> [WORK INSTRUCTIONS] Report every line of the rows below that contains the string "claw". Case counts.

--- EXERCISE MATERIAL ---

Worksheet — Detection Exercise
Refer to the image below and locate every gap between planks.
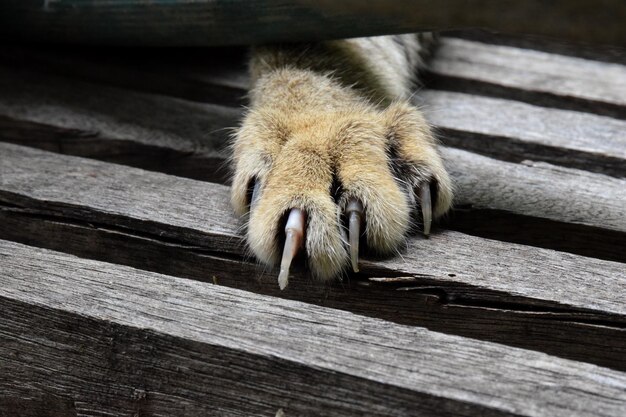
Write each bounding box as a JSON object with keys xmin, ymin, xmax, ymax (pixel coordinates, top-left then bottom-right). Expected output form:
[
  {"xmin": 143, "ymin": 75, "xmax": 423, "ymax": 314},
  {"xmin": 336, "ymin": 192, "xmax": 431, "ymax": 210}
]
[
  {"xmin": 0, "ymin": 144, "xmax": 626, "ymax": 369},
  {"xmin": 0, "ymin": 237, "xmax": 626, "ymax": 417}
]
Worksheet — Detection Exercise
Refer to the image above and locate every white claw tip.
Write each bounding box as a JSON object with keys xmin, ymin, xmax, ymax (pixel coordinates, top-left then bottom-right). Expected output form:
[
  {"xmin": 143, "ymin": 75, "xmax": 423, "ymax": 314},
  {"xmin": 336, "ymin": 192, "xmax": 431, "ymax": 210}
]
[
  {"xmin": 420, "ymin": 184, "xmax": 433, "ymax": 236},
  {"xmin": 278, "ymin": 208, "xmax": 305, "ymax": 290},
  {"xmin": 346, "ymin": 199, "xmax": 363, "ymax": 272}
]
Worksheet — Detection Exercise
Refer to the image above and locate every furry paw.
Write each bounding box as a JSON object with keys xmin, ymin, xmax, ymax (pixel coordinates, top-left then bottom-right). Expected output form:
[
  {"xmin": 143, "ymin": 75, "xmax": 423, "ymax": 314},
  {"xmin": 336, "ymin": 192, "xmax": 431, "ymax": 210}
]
[{"xmin": 232, "ymin": 70, "xmax": 452, "ymax": 288}]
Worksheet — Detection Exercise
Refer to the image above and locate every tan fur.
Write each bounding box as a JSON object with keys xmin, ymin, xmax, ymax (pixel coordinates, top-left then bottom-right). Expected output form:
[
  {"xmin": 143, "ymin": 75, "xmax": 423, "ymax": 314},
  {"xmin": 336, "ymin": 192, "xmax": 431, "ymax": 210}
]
[{"xmin": 232, "ymin": 35, "xmax": 452, "ymax": 279}]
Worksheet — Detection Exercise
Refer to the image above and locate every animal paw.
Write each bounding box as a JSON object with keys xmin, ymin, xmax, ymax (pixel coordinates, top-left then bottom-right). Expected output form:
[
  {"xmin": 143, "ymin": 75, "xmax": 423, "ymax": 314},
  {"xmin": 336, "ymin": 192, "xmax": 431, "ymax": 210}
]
[{"xmin": 232, "ymin": 70, "xmax": 452, "ymax": 288}]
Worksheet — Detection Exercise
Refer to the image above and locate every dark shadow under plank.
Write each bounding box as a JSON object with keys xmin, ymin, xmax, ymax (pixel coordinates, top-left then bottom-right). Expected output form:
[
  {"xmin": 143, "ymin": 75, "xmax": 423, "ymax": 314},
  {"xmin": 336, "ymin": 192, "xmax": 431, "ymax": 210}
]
[
  {"xmin": 0, "ymin": 241, "xmax": 626, "ymax": 417},
  {"xmin": 0, "ymin": 144, "xmax": 626, "ymax": 369}
]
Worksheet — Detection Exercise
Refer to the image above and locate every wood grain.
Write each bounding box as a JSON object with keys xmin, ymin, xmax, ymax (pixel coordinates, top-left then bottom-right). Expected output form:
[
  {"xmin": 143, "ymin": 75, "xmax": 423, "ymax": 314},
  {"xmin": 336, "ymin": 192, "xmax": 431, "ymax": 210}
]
[
  {"xmin": 417, "ymin": 90, "xmax": 626, "ymax": 177},
  {"xmin": 0, "ymin": 237, "xmax": 626, "ymax": 416},
  {"xmin": 442, "ymin": 148, "xmax": 626, "ymax": 262},
  {"xmin": 0, "ymin": 0, "xmax": 626, "ymax": 46},
  {"xmin": 0, "ymin": 144, "xmax": 626, "ymax": 315},
  {"xmin": 0, "ymin": 52, "xmax": 626, "ymax": 180},
  {"xmin": 428, "ymin": 38, "xmax": 626, "ymax": 118},
  {"xmin": 0, "ymin": 206, "xmax": 626, "ymax": 371}
]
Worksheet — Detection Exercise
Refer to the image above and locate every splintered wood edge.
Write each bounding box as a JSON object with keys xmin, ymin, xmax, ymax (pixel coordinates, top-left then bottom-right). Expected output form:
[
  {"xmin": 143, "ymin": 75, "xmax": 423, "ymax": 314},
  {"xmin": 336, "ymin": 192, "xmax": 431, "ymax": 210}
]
[
  {"xmin": 0, "ymin": 144, "xmax": 626, "ymax": 315},
  {"xmin": 0, "ymin": 237, "xmax": 626, "ymax": 416}
]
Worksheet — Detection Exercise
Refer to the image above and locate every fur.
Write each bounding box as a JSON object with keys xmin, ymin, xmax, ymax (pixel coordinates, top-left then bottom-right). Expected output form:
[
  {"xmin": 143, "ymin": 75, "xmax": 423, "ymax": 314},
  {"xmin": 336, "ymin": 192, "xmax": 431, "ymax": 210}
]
[{"xmin": 232, "ymin": 35, "xmax": 452, "ymax": 280}]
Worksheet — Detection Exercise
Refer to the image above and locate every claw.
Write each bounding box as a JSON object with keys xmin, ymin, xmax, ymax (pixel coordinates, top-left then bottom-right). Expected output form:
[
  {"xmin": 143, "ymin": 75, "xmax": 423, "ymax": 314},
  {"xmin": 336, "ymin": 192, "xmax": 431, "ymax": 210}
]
[
  {"xmin": 346, "ymin": 199, "xmax": 363, "ymax": 272},
  {"xmin": 278, "ymin": 208, "xmax": 305, "ymax": 290},
  {"xmin": 420, "ymin": 184, "xmax": 433, "ymax": 236}
]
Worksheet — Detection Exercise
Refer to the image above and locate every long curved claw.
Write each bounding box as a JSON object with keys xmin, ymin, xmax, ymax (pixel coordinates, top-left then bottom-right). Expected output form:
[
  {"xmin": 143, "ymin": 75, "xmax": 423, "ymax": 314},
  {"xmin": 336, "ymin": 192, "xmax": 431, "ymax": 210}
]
[
  {"xmin": 346, "ymin": 199, "xmax": 363, "ymax": 272},
  {"xmin": 278, "ymin": 208, "xmax": 305, "ymax": 290},
  {"xmin": 419, "ymin": 184, "xmax": 433, "ymax": 236}
]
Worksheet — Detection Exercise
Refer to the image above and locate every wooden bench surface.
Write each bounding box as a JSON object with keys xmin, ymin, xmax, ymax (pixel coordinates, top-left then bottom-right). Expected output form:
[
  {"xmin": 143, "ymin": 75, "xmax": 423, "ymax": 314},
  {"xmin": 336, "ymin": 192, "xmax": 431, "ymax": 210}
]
[{"xmin": 0, "ymin": 37, "xmax": 626, "ymax": 416}]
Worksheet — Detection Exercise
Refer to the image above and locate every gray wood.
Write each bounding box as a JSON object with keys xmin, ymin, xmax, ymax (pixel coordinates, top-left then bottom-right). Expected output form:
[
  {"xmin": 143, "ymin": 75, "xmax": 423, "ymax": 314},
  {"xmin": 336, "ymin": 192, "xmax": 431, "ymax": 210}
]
[
  {"xmin": 418, "ymin": 90, "xmax": 626, "ymax": 177},
  {"xmin": 0, "ymin": 54, "xmax": 626, "ymax": 181},
  {"xmin": 429, "ymin": 38, "xmax": 626, "ymax": 117},
  {"xmin": 442, "ymin": 148, "xmax": 626, "ymax": 232},
  {"xmin": 0, "ymin": 144, "xmax": 626, "ymax": 315},
  {"xmin": 0, "ymin": 237, "xmax": 626, "ymax": 416},
  {"xmin": 0, "ymin": 205, "xmax": 626, "ymax": 371},
  {"xmin": 0, "ymin": 0, "xmax": 626, "ymax": 46}
]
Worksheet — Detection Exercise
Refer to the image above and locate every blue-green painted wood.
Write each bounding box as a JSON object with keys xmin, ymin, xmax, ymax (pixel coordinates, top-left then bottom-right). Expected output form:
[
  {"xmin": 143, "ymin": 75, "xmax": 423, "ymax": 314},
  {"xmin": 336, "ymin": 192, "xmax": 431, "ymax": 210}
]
[{"xmin": 0, "ymin": 0, "xmax": 626, "ymax": 46}]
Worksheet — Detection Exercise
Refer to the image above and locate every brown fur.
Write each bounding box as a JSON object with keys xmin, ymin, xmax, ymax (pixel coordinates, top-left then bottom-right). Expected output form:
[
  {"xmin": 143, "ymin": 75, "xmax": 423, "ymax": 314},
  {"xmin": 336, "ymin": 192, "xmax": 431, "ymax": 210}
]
[{"xmin": 232, "ymin": 35, "xmax": 452, "ymax": 279}]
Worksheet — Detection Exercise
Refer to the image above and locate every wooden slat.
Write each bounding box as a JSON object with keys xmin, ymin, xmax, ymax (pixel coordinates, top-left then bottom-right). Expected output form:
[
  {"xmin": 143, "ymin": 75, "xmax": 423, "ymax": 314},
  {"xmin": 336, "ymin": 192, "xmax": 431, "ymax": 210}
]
[
  {"xmin": 0, "ymin": 58, "xmax": 626, "ymax": 179},
  {"xmin": 0, "ymin": 68, "xmax": 241, "ymax": 182},
  {"xmin": 443, "ymin": 148, "xmax": 626, "ymax": 262},
  {"xmin": 0, "ymin": 241, "xmax": 626, "ymax": 417},
  {"xmin": 0, "ymin": 0, "xmax": 626, "ymax": 46},
  {"xmin": 0, "ymin": 144, "xmax": 626, "ymax": 369},
  {"xmin": 429, "ymin": 38, "xmax": 626, "ymax": 118},
  {"xmin": 0, "ymin": 69, "xmax": 626, "ymax": 261},
  {"xmin": 419, "ymin": 90, "xmax": 626, "ymax": 177}
]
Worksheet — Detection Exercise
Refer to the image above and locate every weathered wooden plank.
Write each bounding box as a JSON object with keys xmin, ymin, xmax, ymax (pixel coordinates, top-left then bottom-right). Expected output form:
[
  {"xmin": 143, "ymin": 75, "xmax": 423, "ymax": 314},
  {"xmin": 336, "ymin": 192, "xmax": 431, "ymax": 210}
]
[
  {"xmin": 0, "ymin": 207, "xmax": 626, "ymax": 371},
  {"xmin": 0, "ymin": 0, "xmax": 626, "ymax": 46},
  {"xmin": 0, "ymin": 70, "xmax": 626, "ymax": 260},
  {"xmin": 0, "ymin": 144, "xmax": 626, "ymax": 369},
  {"xmin": 0, "ymin": 241, "xmax": 626, "ymax": 416},
  {"xmin": 429, "ymin": 38, "xmax": 626, "ymax": 118},
  {"xmin": 0, "ymin": 61, "xmax": 626, "ymax": 180},
  {"xmin": 0, "ymin": 68, "xmax": 241, "ymax": 182},
  {"xmin": 442, "ymin": 148, "xmax": 626, "ymax": 262},
  {"xmin": 418, "ymin": 91, "xmax": 626, "ymax": 177}
]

---

> [ANSWER TO THIS TASK]
Refer to the image above and locate every white claw tip.
Refer to the image above and locate every claw.
Refer to the image above and locate every long curved claw.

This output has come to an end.